■ **Your task**
Repeat the data exactly as it stands.
***** Provided material *****
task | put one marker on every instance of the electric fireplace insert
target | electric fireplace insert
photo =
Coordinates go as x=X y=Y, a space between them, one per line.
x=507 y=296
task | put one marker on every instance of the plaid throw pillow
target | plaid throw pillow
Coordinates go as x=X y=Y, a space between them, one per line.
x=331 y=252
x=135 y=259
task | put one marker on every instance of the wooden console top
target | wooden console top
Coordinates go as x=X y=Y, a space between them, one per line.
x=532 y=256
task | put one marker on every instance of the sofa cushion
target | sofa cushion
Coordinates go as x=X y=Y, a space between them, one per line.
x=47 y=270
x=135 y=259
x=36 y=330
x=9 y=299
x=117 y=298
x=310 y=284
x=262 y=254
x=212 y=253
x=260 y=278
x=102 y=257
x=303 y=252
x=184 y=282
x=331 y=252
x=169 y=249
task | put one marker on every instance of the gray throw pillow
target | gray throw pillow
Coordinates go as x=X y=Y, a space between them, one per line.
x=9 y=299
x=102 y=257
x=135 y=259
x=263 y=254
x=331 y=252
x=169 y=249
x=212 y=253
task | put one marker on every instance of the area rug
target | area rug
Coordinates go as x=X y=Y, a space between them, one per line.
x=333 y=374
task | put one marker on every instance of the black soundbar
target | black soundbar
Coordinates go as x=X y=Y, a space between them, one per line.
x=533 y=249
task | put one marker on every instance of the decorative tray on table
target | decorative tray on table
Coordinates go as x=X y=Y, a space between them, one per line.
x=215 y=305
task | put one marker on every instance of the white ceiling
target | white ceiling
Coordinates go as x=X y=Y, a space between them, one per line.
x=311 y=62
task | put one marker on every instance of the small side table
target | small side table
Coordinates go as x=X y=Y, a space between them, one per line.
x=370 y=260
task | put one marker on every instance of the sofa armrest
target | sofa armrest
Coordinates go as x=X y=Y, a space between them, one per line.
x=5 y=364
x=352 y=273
*****
■ **Problem solution**
task | put one marker on every instance of the electric fireplace insert
target | electric fireplace insert
photo =
Coordinates go as x=X y=Y, a space between them, one per line.
x=507 y=296
task | put one marker on every instance of the plaid throw pillow
target | plaid throw pillow
Coordinates go as x=X y=Y, a space between them, one per line.
x=331 y=252
x=135 y=259
task | put one marker on every instance of the wooden console top
target | wooden console top
Coordinates go as x=X y=Y, a space between them, one per line.
x=532 y=256
task | put one marker on every instance of the sofa cushion
target | sofa cushion
Coordinates go as x=X y=Y, a space between them, one per line.
x=47 y=270
x=135 y=259
x=36 y=330
x=9 y=299
x=117 y=298
x=310 y=284
x=262 y=254
x=212 y=253
x=260 y=278
x=102 y=257
x=303 y=252
x=184 y=282
x=331 y=252
x=169 y=249
task | put one marker on every instance of the gray throw pillow
target | gray throw pillow
Coordinates go as x=X y=Y, a space between them, one per line.
x=9 y=299
x=102 y=257
x=135 y=259
x=263 y=254
x=331 y=252
x=169 y=249
x=212 y=253
task | put one marker on every instance of the area rug
target | area rug
Coordinates go as x=X y=Y, a space between them, one per line.
x=333 y=374
task | put one marker on every instance of the black soundbar
target | black soundbar
Coordinates go as x=X y=Y, a space between them, one per line.
x=533 y=249
task | put one marker on every instance of the decorative tray on table
target | decorative tray on table
Coordinates go as x=X y=Y, a space between them, one per line.
x=215 y=305
task | put one marker on every instance of the white ceiling
target | white ceiling
Coordinates go as x=X y=Y, a space between them, one per line.
x=311 y=62
task | put one marker on every instance of the small side table
target | small side table
Coordinates go as x=X y=Y, a space between them, one per line.
x=370 y=260
task | put one marker on every instance of the sofa armrest
target | sofa armrest
Coordinates go as x=X y=Y, a space between them, one per line.
x=5 y=364
x=352 y=273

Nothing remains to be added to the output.